### EXCERPTED PASSAGE
I wish to express my
heartfelt appreciation to the many colleagues and friends who extended a
helping hand during this troubled time. With their help we were able to find
living accommodations and secure our families, find office accommodations
and preserve our equipment and data bases and files, and keep in contact
with you.
I have always been
very proud of our profession and the hard work we do for our clients and the
manner in which we conduct ourselves. The professionalism that is typically
displayed on a daily basis often goes unnoticed. Hurricane Katrina has
brought out the best and the worst of human nature. My experience post
Katrina, particularly with my colleagues and the judiciary demonstrated over
and over again that the overwhelming majority of us are very kind and
generous. We serve in a noble profession with good men and women who rose to
the occasion and gave unselfishly to one another and those less fortunate.

### SOURCE RECORDS

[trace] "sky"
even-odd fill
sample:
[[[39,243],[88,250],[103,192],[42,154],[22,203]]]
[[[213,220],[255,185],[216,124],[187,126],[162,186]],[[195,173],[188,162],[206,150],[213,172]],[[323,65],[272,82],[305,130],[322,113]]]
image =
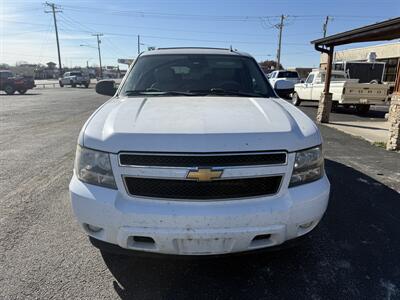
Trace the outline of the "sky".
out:
[[[275,60],[284,15],[281,63],[316,67],[310,44],[327,34],[400,16],[400,0],[54,0],[64,66],[98,65],[94,33],[103,33],[103,65],[148,47],[223,47]],[[58,63],[53,16],[43,1],[0,0],[0,63]],[[354,48],[364,43],[340,47]],[[83,45],[83,46],[81,46]],[[124,65],[120,65],[123,67]]]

### PROBLEM 1
Reproduce the passage on Hurricane Katrina word for word, from "I have always" to "those less fortunate.".
### PROBLEM 2
Format every line of the listing as a Markdown table with the columns Row and Line, numbering the rows and skipping blank lines. Leave the pictures out of the table.

### FULL ANSWER 1
I have always been
very proud of our profession and the hard work we do for our clients and the
manner in which we conduct ourselves. The professionalism that is typically
displayed on a daily basis often goes unnoticed. Hurricane Katrina has
brought out the best and the worst of human nature. My experience post
Katrina, particularly with my colleagues and the judiciary demonstrated over
and over again that the overwhelming majority of us are very kind and
generous. We serve in a noble profession with good men and women who rose to
the occasion and gave unselfishly to one another and those less fortunate.

### FULL ANSWER 2
| Row | Line |
|---|---|
| 1 | [trace] "sky" |
| 2 | even-odd fill |
| 3 | sample: |
| 4 | [[[39,243],[88,250],[103,192],[42,154],[22,203]]] |
| 5 | [[[213,220],[255,185],[216,124],[187,126],[162,186]],[[195,173],[188,162],[206,150],[213,172]],[[323,65],[272,82],[305,130],[322,113]]] |
| 6 | image = |
| 7 | Trace the outline of the "sky". |
| 8 | out: |
| 9 | [[[275,60],[284,15],[281,63],[316,67],[310,44],[327,34],[400,16],[400,0],[54,0],[64,66],[98,65],[94,33],[103,33],[103,65],[148,47],[223,47]],[[58,63],[53,16],[43,1],[0,0],[0,63]],[[354,48],[364,43],[340,47]],[[83,45],[83,46],[81,46]],[[124,65],[120,65],[123,67]]] |